Coordinate annotation records:
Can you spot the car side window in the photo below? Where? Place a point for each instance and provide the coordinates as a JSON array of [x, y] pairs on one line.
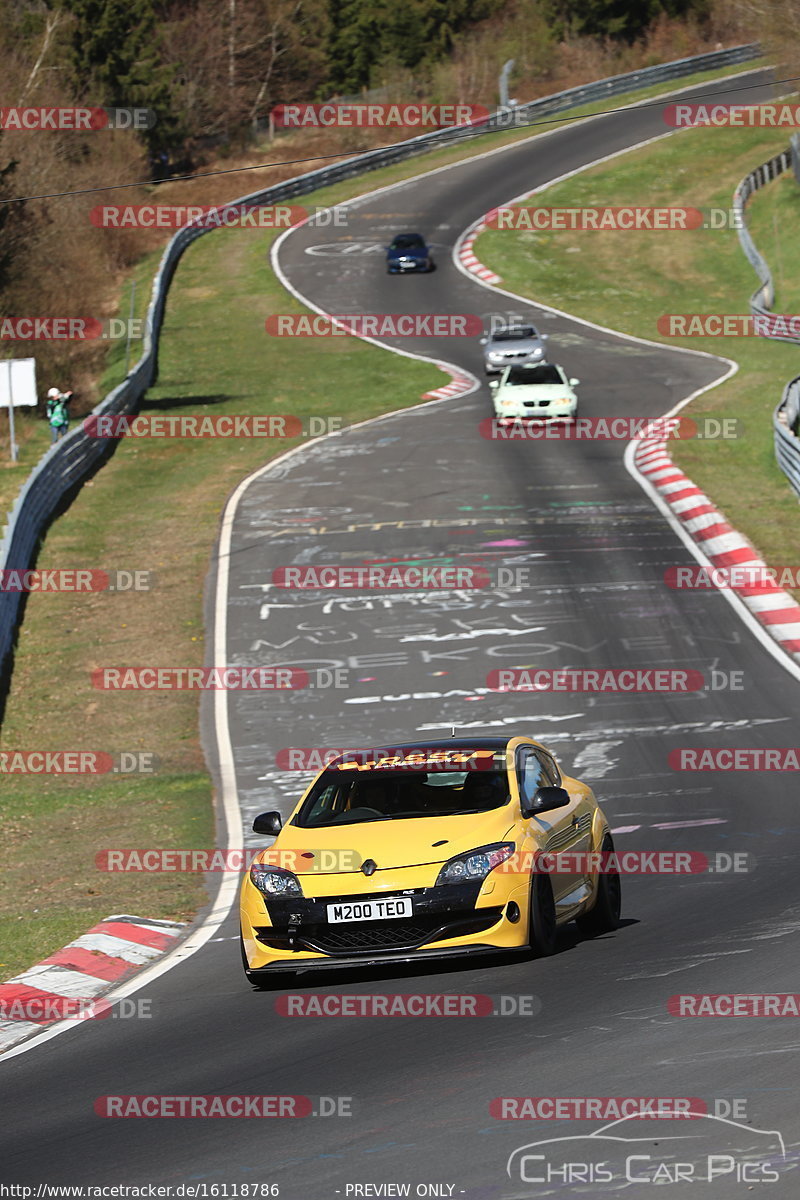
[[551, 774], [529, 773]]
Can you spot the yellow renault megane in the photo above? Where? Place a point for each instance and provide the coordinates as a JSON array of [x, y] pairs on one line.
[[407, 852]]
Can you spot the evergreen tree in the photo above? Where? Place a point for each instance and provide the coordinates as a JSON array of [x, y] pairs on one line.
[[620, 19], [115, 61]]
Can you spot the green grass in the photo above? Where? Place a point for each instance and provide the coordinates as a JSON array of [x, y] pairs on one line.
[[156, 505], [629, 280], [34, 435]]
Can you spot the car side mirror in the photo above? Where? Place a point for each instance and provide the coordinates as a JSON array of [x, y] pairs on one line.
[[545, 799], [268, 822]]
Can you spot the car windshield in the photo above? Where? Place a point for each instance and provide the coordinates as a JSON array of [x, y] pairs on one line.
[[408, 241], [515, 335], [348, 797], [542, 373]]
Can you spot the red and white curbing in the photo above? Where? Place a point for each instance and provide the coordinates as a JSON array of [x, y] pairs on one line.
[[458, 384], [470, 261], [82, 972], [721, 544]]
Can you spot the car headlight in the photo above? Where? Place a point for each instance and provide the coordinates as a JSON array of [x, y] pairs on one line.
[[475, 864], [274, 881]]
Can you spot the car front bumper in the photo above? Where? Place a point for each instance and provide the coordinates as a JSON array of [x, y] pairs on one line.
[[290, 933]]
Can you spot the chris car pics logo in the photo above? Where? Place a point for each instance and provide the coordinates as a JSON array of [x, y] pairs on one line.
[[618, 1156]]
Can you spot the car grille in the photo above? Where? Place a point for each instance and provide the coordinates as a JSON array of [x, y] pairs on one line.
[[371, 936]]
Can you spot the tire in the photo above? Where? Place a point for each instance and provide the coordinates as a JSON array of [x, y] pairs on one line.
[[603, 917], [258, 982], [542, 930]]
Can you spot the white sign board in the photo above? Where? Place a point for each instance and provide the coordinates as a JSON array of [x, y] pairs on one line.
[[17, 382]]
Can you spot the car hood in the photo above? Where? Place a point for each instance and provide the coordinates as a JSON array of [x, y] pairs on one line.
[[513, 347], [534, 391], [391, 844]]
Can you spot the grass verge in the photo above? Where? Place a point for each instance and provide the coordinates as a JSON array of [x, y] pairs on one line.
[[156, 507], [32, 433]]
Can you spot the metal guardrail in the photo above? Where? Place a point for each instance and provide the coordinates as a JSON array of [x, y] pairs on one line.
[[786, 420], [763, 298], [65, 465], [786, 431]]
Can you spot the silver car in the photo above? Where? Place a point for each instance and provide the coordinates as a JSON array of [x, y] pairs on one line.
[[511, 345]]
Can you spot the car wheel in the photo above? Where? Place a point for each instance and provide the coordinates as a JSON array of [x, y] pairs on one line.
[[603, 917], [258, 982], [542, 929]]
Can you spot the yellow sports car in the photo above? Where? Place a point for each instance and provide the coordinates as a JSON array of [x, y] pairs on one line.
[[455, 849]]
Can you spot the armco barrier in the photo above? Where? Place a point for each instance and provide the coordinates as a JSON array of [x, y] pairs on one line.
[[787, 443], [785, 419], [71, 460]]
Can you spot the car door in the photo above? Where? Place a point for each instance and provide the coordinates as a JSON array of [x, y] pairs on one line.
[[561, 829]]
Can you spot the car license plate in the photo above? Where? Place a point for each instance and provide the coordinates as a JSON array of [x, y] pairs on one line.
[[370, 910]]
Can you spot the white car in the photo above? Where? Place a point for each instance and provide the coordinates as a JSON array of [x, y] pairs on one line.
[[534, 391]]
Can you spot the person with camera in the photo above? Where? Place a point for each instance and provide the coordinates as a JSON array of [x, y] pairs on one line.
[[56, 413]]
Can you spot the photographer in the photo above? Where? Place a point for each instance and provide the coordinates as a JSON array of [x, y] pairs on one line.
[[56, 413]]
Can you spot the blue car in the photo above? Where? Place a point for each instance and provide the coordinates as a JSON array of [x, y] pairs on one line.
[[408, 252]]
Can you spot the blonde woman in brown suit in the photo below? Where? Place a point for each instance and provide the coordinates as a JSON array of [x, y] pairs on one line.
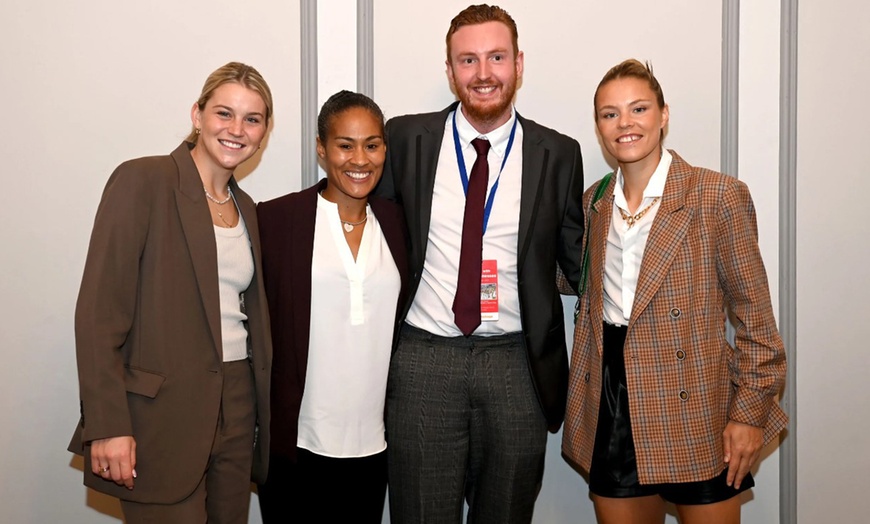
[[172, 338], [660, 406]]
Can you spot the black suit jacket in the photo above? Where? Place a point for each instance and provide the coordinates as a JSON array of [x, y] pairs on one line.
[[287, 240], [550, 231]]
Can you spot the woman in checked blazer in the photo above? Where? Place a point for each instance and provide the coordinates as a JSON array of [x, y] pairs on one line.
[[660, 406], [172, 341]]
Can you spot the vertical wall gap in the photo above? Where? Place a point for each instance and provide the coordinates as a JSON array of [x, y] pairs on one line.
[[308, 90], [788, 252]]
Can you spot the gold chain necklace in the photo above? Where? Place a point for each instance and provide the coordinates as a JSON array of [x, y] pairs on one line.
[[632, 219], [348, 226]]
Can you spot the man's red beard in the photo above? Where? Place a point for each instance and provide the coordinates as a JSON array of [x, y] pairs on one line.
[[489, 112]]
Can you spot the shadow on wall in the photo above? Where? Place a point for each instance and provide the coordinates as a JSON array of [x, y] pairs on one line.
[[95, 500], [251, 164]]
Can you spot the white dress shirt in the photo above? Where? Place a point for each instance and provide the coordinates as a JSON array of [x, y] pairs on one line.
[[353, 309], [235, 272], [432, 309], [625, 246]]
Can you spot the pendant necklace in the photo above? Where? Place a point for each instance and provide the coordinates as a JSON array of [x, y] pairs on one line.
[[348, 226]]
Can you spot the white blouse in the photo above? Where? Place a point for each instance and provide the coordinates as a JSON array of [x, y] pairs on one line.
[[625, 246], [353, 310]]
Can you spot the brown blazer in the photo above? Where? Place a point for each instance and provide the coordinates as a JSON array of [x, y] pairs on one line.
[[685, 381], [147, 323]]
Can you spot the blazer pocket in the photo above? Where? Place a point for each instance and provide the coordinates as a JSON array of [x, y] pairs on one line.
[[141, 382]]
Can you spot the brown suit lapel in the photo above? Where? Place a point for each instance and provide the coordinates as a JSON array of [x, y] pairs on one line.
[[599, 224], [195, 221]]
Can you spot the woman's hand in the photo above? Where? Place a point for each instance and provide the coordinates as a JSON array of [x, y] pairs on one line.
[[115, 459], [742, 444]]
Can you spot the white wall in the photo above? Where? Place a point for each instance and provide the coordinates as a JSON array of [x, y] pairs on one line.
[[568, 47], [86, 85], [832, 271]]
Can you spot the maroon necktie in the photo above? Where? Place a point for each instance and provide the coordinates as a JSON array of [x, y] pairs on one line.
[[466, 304]]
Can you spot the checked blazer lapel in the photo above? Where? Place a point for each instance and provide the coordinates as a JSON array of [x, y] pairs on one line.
[[667, 233], [599, 224], [197, 225]]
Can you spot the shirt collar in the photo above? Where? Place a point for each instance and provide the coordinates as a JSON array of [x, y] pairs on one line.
[[654, 188], [498, 137]]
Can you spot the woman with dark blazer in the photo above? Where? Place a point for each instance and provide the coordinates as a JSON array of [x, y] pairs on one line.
[[335, 269], [660, 406], [172, 339]]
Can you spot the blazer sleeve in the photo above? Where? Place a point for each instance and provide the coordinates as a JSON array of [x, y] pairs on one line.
[[571, 232], [386, 188], [758, 364], [106, 303]]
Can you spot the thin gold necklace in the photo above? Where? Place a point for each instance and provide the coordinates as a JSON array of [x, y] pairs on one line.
[[632, 219]]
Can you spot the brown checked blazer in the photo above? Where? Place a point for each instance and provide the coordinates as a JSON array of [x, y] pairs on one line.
[[550, 231], [148, 335], [685, 381]]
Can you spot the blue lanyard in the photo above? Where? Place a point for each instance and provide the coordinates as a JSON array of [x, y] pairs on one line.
[[463, 173]]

Required work
Copy every line of the records above without changes, starting at the line containing "Can you spot the green" and continuing down to the line containing "[[408, 241], [515, 335], [348, 797], [542, 373]]", including both of those lines.

Result of the exercise
Can you spot the green grass in the photo above? Where? Place a point for each instance and provide the coordinates as a JSON array of [x, y] pairs on one line.
[[156, 505], [629, 280], [34, 435]]
Can you spot the car side mirror in the photo above? Where? Place a point for each instance and provide the coordinates as a JSON array of [x, y] pairs on one line.
[[545, 799], [268, 822]]
Can you spot the car windshield in the photo above? Where? Place a point for each instance and provide the coordinates as a JSON array of [x, y] pairs on one line.
[[408, 241], [515, 335], [348, 797], [542, 373]]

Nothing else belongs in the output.